__EXERCISE INPUT__.
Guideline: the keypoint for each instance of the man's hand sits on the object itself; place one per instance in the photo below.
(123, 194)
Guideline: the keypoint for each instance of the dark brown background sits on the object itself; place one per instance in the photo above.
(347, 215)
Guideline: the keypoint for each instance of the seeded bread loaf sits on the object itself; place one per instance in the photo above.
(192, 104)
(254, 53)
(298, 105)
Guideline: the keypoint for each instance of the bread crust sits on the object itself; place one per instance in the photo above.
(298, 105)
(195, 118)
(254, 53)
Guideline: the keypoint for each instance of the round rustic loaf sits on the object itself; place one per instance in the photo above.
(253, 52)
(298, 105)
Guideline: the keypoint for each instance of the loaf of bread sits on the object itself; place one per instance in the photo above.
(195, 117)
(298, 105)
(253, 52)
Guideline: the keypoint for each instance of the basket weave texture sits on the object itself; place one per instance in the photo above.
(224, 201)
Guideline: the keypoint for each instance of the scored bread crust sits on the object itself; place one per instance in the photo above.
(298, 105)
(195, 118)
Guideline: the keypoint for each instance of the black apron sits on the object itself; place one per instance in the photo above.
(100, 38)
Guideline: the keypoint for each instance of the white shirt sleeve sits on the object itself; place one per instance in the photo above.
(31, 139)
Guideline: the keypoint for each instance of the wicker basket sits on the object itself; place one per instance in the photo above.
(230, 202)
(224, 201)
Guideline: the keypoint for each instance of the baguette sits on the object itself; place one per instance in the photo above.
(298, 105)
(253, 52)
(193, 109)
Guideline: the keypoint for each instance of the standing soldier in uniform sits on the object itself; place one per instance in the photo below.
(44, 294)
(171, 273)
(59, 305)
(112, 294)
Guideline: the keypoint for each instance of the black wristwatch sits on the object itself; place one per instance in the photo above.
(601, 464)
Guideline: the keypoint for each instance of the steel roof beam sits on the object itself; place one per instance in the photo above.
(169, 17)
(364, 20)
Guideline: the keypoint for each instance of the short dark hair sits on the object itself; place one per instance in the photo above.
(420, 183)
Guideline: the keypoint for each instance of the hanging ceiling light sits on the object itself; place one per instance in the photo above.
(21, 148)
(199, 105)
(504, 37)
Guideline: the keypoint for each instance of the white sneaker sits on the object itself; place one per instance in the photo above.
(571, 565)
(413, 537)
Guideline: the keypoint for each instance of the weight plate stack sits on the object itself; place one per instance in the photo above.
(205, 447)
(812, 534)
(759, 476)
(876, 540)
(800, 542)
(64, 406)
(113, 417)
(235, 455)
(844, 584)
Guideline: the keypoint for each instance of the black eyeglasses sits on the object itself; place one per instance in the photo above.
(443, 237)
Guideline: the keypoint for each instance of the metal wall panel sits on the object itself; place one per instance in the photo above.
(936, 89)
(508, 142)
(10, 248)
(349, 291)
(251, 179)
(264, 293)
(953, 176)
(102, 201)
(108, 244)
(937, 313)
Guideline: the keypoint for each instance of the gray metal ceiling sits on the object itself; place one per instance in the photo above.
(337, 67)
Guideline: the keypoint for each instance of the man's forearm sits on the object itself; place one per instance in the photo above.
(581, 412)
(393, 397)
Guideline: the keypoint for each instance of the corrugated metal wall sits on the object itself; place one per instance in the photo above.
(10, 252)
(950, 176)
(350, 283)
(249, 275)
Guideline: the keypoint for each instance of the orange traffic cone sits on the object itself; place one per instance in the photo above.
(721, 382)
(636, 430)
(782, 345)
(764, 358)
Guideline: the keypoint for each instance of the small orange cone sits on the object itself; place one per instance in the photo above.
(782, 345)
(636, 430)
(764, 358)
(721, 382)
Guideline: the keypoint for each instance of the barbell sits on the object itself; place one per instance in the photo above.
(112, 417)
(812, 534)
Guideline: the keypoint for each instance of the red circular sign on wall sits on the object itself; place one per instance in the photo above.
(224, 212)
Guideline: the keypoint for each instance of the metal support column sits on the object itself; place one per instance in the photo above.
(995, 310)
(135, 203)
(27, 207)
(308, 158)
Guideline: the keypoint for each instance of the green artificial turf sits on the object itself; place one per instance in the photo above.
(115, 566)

__YOUR OBJECTIVE__. Transcribe each entry precisely, missing none.

__RESULT OF THE TASK__.
Guideline: the keypoint for each instance of the man's hand sits on the object itself; place one per instance in the photo below.
(123, 194)
Guideline: the keypoint for each instance of the dark brown background sits on the object itself; place one per instance in the photo above.
(347, 215)
Guideline: the keypoint for each instance of the seeded bread loaf sits on the object itself; place one per instance in the photo above.
(192, 104)
(254, 53)
(298, 105)
Guideline: the keypoint for each instance of the bread crust sits on the object itself; place one per instance in the photo above.
(298, 105)
(195, 118)
(254, 53)
Guideline: the keypoint for each instance of the round rustic loaf sits on the object itself; place one per instance in the photo above.
(253, 52)
(298, 105)
Guideline: the keypoint for each instance of the loaf of bread sits on the object itself; place one per instance in the photo above.
(195, 117)
(298, 105)
(253, 52)
Guideline: the keypoint for each instance of the basket weave texture sits on the object itself; place one per instance in the photo above.
(224, 201)
Guideline: the keypoint for each instance of the scored bread crust sits on the object itself; place one per instance in the photo above.
(298, 105)
(195, 118)
Guideline: the keypoint for each instance of the black apron sits on the object itself; place one per instance in the photo above.
(100, 38)
Guideline: the keypoint for each instance of the white shirt sleeve sits on the object itself; place one per instance in the photo above.
(31, 139)
Guideline: the keypoint for each instance of the wicker basket sits on the object itself; place one per instance in the photo above.
(230, 202)
(224, 201)
Guideline: the keypoint for each instance of the baguette sits on the object itself; place one per instance in the photo above.
(298, 105)
(253, 52)
(193, 109)
Guideline: the keypoint for each instance of the standing soldier in uniform sits on the object itself; place one per instance in the photo below.
(44, 294)
(171, 273)
(59, 305)
(112, 294)
Guideline: the keypoint for each instance of the black wristwatch sits on the object itself; place one per instance in the photo above.
(601, 464)
Guideline: the keypoint for each instance of the steel roof beam sits on the object itself; place one per instance in the photo above.
(169, 17)
(364, 20)
Guideline: the keypoint for each instance of the short dark hair sits on the object itself; place one per instance in the photo above.
(420, 183)
Guideline: the keypoint for each instance of the hanging ceiling light sits on the object itself; place one per instance in the photo above.
(21, 148)
(199, 105)
(504, 37)
Guideline: the keypoint for each instance of the white sneaker sits on the object itself; place one per instance in the photo above.
(571, 565)
(413, 537)
Guideline: the keypoint for each instance of the weight plate stack sits on the object itself; place one per instance in the photo above.
(205, 447)
(812, 534)
(759, 476)
(876, 540)
(800, 542)
(64, 406)
(113, 417)
(235, 455)
(844, 584)
Guideline: the keypoint for each instance of the black eyeglasses sits on the object itself; place one per instance in the photo above.
(443, 237)
Guideline: the keypoint for each instance of the metal wall panel sits on the object itself; place one per instance in the photo above.
(936, 89)
(508, 142)
(10, 248)
(349, 291)
(251, 179)
(264, 293)
(953, 176)
(102, 201)
(108, 244)
(937, 313)
Guideline: the keypoint for each instance of the gray metal ceiling sits on the object itself; place one per instance in the photo above.
(337, 67)
Guideline: the keypoint for each instance of the man's forearm sits on the object itself; place one per instance in the photo above.
(581, 412)
(393, 397)
Guideline: the keypoint for each instance of the corrugated metal wall sits on the object itself; place one per instance in the photo above.
(10, 252)
(950, 176)
(350, 283)
(249, 275)
Guideline: the keypoint for each instance of the orange traffic cone sits on the object itself; place one per instance in the photo above.
(721, 382)
(636, 430)
(782, 345)
(764, 358)
Guideline: the keypoint for each instance of the small orange cone sits on the object itself; place one per instance in the photo above.
(782, 345)
(636, 430)
(764, 358)
(721, 382)
Guideline: the keypoint for each instance of the barbell sits on the object itself; place one per instance in the photo above.
(112, 417)
(812, 534)
Guideline: the keypoint for each instance of the red circular sign on wall sits on the object itself; place one per instance in the photo above.
(224, 212)
Guideline: the keypoint for each instance of the metal support column sits on the object itself; place one per instance in the photo above.
(995, 310)
(135, 203)
(27, 207)
(308, 158)
Guideline: the keypoint for each instance of the green artificial turf sits on the object itself; place one per instance in the photo above.
(115, 566)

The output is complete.